### Problem
The full set of entries needs to be reproduced exactly.

### Provided data
^^^^
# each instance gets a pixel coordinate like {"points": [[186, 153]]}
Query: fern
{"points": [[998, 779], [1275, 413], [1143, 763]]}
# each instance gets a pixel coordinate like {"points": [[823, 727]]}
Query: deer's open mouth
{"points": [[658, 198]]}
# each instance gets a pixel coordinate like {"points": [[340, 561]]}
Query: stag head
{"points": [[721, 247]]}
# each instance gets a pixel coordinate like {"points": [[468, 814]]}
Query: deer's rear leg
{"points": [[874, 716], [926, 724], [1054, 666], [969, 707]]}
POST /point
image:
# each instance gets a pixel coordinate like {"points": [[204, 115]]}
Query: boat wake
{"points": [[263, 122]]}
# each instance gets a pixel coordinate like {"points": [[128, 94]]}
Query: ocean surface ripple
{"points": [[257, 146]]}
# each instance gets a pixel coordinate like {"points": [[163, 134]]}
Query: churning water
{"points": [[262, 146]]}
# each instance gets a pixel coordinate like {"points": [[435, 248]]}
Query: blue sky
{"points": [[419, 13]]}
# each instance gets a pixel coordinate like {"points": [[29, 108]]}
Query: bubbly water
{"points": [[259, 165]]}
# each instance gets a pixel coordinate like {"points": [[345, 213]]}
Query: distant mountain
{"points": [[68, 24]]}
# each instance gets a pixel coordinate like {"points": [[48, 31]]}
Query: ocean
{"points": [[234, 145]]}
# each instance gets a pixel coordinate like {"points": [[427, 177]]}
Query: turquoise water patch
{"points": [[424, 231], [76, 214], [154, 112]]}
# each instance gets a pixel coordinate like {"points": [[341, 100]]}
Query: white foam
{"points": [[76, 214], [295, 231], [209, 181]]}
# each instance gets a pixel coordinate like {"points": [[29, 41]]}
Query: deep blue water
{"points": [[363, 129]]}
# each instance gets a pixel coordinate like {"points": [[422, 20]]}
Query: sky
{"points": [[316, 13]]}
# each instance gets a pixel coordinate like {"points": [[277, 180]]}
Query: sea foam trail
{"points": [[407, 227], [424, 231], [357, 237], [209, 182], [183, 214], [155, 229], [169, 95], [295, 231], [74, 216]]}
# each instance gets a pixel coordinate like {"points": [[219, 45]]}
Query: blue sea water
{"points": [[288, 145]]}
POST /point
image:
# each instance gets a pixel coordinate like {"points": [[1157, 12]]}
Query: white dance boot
^^^^
### Written answer
# each instance gets a pixel coordinate like {"points": [[186, 153]]}
Query: fern
{"points": [[998, 779], [1275, 413], [1143, 763]]}
# each instance gets a pixel coordinate like {"points": [[823, 727]]}
Query: deer's open mouth
{"points": [[658, 198]]}
# each instance gets a pixel coordinate like {"points": [[340, 561]]}
Query: stag head
{"points": [[721, 247]]}
# each instance gets a pixel coordinate like {"points": [[468, 814]]}
Query: deer's rear leg
{"points": [[874, 716], [926, 724], [1054, 666], [969, 707]]}
POST /point
image:
# each instance gets a pixel coordinate like {"points": [[204, 115]]}
Query: boat wake
{"points": [[263, 122]]}
# each instance gets a pixel coordinate like {"points": [[128, 94]]}
Query: ocean surface ripple
{"points": [[257, 146]]}
# each instance gets a pixel coordinate like {"points": [[163, 134]]}
Query: churning water
{"points": [[262, 146]]}
# each instance gets a pixel coordinate like {"points": [[435, 248]]}
Query: blue sky
{"points": [[419, 13]]}
# each instance gets a pixel coordinate like {"points": [[29, 108]]}
Query: bubbly water
{"points": [[259, 165]]}
# each instance gets a pixel coordinate like {"points": [[345, 213]]}
Query: distant mountain
{"points": [[68, 24]]}
# each instance gets a pixel coordinate like {"points": [[48, 31]]}
Query: ocean
{"points": [[234, 145]]}
# each instance gets a pixel coordinate like {"points": [[427, 177]]}
Query: turquoise water patch
{"points": [[424, 231], [76, 214], [154, 112]]}
# each instance gets a pixel coordinate like {"points": [[341, 100]]}
Query: white foam
{"points": [[76, 214], [295, 231], [209, 181]]}
# each instance gets a pixel coordinate like {"points": [[29, 41]]}
Query: deep blue water
{"points": [[363, 129]]}
# each instance gets a pixel coordinate like {"points": [[422, 20]]}
Query: sky
{"points": [[316, 13]]}
# each instance gets a pixel coordinate like {"points": [[277, 180]]}
Query: sea foam trail
{"points": [[407, 227], [424, 231], [357, 237], [209, 182], [183, 214], [155, 229], [169, 95], [295, 231], [74, 216]]}
# each instance gets a pixel coordinate like {"points": [[219, 45]]}
Query: blue sea water
{"points": [[288, 145]]}
POST /point
image:
# each instance gets a pixel coordinate like {"points": [[1157, 12]]}
Query: white dance boot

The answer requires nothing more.